#### [Work to be completed]
Return the records below exactly, leaving nothing out.

Free-text object descriptions

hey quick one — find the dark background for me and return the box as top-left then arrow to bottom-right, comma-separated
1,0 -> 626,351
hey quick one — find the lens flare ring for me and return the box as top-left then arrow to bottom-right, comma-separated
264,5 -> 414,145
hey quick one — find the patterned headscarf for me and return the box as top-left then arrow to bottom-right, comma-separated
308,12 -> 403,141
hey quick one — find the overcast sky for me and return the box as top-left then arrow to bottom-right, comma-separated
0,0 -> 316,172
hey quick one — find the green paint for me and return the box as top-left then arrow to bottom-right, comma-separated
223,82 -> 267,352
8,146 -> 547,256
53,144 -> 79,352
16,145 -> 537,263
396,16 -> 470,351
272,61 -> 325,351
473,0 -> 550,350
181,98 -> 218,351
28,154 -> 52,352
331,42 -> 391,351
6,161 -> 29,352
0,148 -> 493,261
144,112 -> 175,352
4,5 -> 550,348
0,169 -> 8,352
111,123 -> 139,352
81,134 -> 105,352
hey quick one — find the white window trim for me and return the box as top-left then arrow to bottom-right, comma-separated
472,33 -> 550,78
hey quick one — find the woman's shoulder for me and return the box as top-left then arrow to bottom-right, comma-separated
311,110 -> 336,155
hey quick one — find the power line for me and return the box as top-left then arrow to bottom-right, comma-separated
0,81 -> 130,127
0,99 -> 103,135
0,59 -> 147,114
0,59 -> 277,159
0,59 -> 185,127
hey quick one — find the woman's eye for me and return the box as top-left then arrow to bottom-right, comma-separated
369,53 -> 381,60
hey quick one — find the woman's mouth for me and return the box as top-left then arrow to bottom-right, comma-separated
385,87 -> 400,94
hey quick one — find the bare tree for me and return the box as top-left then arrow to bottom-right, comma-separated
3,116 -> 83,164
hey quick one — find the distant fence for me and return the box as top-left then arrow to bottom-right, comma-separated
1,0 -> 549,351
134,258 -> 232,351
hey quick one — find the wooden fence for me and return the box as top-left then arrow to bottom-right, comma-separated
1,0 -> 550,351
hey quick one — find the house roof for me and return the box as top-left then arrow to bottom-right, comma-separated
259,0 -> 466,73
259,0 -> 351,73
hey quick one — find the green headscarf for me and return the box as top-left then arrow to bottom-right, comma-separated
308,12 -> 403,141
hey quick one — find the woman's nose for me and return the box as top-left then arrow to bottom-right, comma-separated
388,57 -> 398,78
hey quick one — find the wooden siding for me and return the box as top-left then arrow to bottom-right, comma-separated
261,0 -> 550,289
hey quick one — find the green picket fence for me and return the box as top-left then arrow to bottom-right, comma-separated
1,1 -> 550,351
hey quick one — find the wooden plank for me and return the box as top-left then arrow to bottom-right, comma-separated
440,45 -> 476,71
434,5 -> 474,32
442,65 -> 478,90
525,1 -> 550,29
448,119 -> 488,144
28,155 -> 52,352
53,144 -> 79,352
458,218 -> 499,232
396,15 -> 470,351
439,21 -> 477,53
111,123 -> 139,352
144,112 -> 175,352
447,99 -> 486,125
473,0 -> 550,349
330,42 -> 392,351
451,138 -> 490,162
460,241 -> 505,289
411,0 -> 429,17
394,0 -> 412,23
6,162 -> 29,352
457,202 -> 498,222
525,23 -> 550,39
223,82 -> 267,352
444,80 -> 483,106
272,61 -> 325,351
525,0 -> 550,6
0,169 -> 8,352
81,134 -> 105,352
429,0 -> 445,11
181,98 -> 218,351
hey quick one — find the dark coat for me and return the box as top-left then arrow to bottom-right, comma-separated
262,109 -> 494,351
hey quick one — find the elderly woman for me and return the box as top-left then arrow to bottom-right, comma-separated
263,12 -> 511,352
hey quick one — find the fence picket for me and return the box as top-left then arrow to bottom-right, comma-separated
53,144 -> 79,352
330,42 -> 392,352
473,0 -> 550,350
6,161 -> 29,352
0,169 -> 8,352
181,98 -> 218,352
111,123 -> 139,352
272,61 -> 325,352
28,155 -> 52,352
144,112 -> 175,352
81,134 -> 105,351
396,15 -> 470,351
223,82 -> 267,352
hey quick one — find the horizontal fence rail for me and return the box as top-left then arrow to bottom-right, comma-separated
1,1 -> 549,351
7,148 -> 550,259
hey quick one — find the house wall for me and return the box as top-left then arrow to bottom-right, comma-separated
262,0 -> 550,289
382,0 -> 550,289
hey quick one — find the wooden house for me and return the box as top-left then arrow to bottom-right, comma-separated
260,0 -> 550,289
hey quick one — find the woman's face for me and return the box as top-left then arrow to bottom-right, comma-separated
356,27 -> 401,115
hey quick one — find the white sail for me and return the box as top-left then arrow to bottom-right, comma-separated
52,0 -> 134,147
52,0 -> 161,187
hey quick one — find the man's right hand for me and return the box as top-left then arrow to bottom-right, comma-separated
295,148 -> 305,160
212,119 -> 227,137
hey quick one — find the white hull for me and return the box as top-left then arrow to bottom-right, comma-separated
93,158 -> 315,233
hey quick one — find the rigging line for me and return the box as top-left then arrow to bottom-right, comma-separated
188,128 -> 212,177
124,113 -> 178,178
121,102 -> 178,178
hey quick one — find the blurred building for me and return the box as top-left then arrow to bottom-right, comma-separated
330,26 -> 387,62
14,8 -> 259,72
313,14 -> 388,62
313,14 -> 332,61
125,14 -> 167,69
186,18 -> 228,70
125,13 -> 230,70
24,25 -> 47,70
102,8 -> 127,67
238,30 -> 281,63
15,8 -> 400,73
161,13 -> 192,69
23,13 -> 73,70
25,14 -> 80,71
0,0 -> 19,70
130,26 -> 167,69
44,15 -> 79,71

#### [Task output]
hey quick one — find the dark background for me and return the box as top-left then arrow to bottom-right, comma-separated
1,0 -> 626,351
hey quick one — find the lens flare ring for me and return the box as top-left then arrow to bottom-right, comma-separated
264,5 -> 414,145
hey quick one — find the patterned headscarf for me and return the box as top-left then arrow to bottom-right, comma-separated
308,12 -> 403,141
hey quick one — find the overcast sky for me and return the box as top-left then arrow to bottom-right, comma-separated
0,0 -> 316,172
hey quick one — find the green paint for me and return the box as top-left then arrow to bottom-right, comma-separated
223,82 -> 267,352
8,146 -> 547,256
53,144 -> 79,352
16,145 -> 537,263
396,16 -> 470,351
272,61 -> 325,351
473,0 -> 550,350
181,98 -> 218,351
28,154 -> 52,352
331,42 -> 391,351
6,161 -> 29,352
0,148 -> 493,261
144,112 -> 175,352
4,5 -> 550,348
0,169 -> 8,352
111,123 -> 139,352
81,134 -> 105,352
hey quick one — find the white window trim for me and return the box as top-left then arrow to bottom-right, comma-separated
472,33 -> 550,78
hey quick one — find the woman's shoulder for me and return the box as top-left then arrow to bottom-right, comma-separated
311,110 -> 336,155
hey quick one — find the power line for me and return the box as top-left then arrow to bottom-right, comma-separated
0,81 -> 130,127
0,99 -> 103,135
0,59 -> 147,114
0,59 -> 277,159
0,59 -> 185,127
hey quick one — find the woman's eye for me and return the box as top-left then arrow to bottom-right, comma-separated
369,53 -> 381,60
hey quick one — find the woman's mouth for me and return the box as top-left then arrow to bottom-right, comma-separated
385,87 -> 400,94
hey quick one — find the bare tree for me and return the box as top-left then arrow to bottom-right, comma-separated
3,116 -> 83,164
hey quick one — find the distant fence for me and return the box as top-left then arrow to bottom-right, comma-separated
1,0 -> 549,351
134,258 -> 232,351
hey quick one — find the wooden fence for me and return the box as top-left then arrow to bottom-right, comma-separated
1,0 -> 550,351
hey quick one — find the house roof for me and return the box as top-left then arrow to bottom-right, comma-separated
259,0 -> 466,73
259,0 -> 351,73
hey quick one — find the green headscarf for me and return the box as top-left then arrow to bottom-right, comma-separated
308,12 -> 403,141
hey quick one — find the woman's nose for me and return the box as top-left then arrow to bottom-right, comma-separated
388,57 -> 398,78
hey quick one — find the wooden siding for me and return the box as top-left then arrow to bottom-right, comma-separated
261,0 -> 550,289
hey quick one — find the green picket fence for me and return the box as top-left then arrow to bottom-right, comma-separated
1,1 -> 550,351
hey quick one — find the wooden plank for me and return the box as top-left then arrow to bottom-right, comma-separated
440,45 -> 476,71
434,5 -> 474,32
442,65 -> 478,90
525,1 -> 550,29
448,119 -> 488,144
28,155 -> 52,352
53,144 -> 79,352
458,218 -> 499,232
396,15 -> 470,351
439,21 -> 477,53
111,123 -> 139,352
144,112 -> 175,352
447,99 -> 486,125
473,0 -> 550,349
330,42 -> 392,351
451,138 -> 490,162
460,241 -> 505,289
411,0 -> 429,17
394,0 -> 412,23
6,162 -> 29,352
457,202 -> 498,222
525,23 -> 550,39
223,82 -> 267,352
444,80 -> 483,106
272,61 -> 325,351
525,0 -> 550,6
0,169 -> 8,352
81,134 -> 105,352
429,0 -> 445,11
181,98 -> 218,351
hey quick one — find the dark coat for me and return the box as top-left then arrow to bottom-right, comma-separated
262,109 -> 494,351
hey quick one — find the elderly woman for me and return the box as top-left then arrow to bottom-right, comma-separated
263,12 -> 511,352
hey quick one — find the fence picket for me and return the box as top-left then arrow to bottom-right, comma-separated
53,144 -> 79,352
330,42 -> 392,352
473,0 -> 550,350
6,161 -> 29,352
0,169 -> 8,352
181,98 -> 218,352
111,123 -> 139,352
272,61 -> 325,352
28,155 -> 52,352
144,112 -> 175,352
81,134 -> 105,351
396,15 -> 470,351
223,82 -> 267,352
hey quick one — find the horizontal fence rail for me and return the box as top-left then arrow to bottom-right, comma-separated
1,1 -> 549,351
7,148 -> 550,259
hey quick one — find the house wall for me and return the box as top-left then arrow to bottom-right, comma-separated
262,0 -> 550,289
382,0 -> 550,289
hey quick one — find the wooden house for me and return the box as top-left then arrow to bottom-right, comma-separated
260,0 -> 550,289
hey quick one — find the woman's face for me and return the box as top-left then arrow to bottom-right, comma-separated
356,27 -> 401,115
hey quick one — find the white sail for me and return the box as top-left then arrow to bottom-right, comma-separated
52,0 -> 134,147
52,0 -> 161,187
hey quick one — find the man's right hand for me and return the box as top-left then arrow to bottom-right, comma-separated
295,148 -> 305,160
212,119 -> 227,137
hey quick one — find the white hull for me and return the box as top-left then arrow to bottom-right, comma-separated
93,158 -> 315,233
hey quick one — find the rigging line for me and return the box as top-left then arrow to bottom-right, comma-separated
188,128 -> 212,177
124,113 -> 178,178
121,102 -> 178,178
hey quick one — find the blurred building for me and return the box as top-left then arrow to bottom-right, comma-separated
330,26 -> 387,62
14,8 -> 259,72
313,14 -> 388,62
313,14 -> 332,61
125,14 -> 167,69
186,18 -> 228,70
125,13 -> 230,70
24,25 -> 47,70
102,8 -> 127,67
238,30 -> 281,63
15,8 -> 400,73
161,13 -> 192,69
23,13 -> 73,70
25,14 -> 80,71
0,0 -> 19,70
130,26 -> 167,69
44,15 -> 79,71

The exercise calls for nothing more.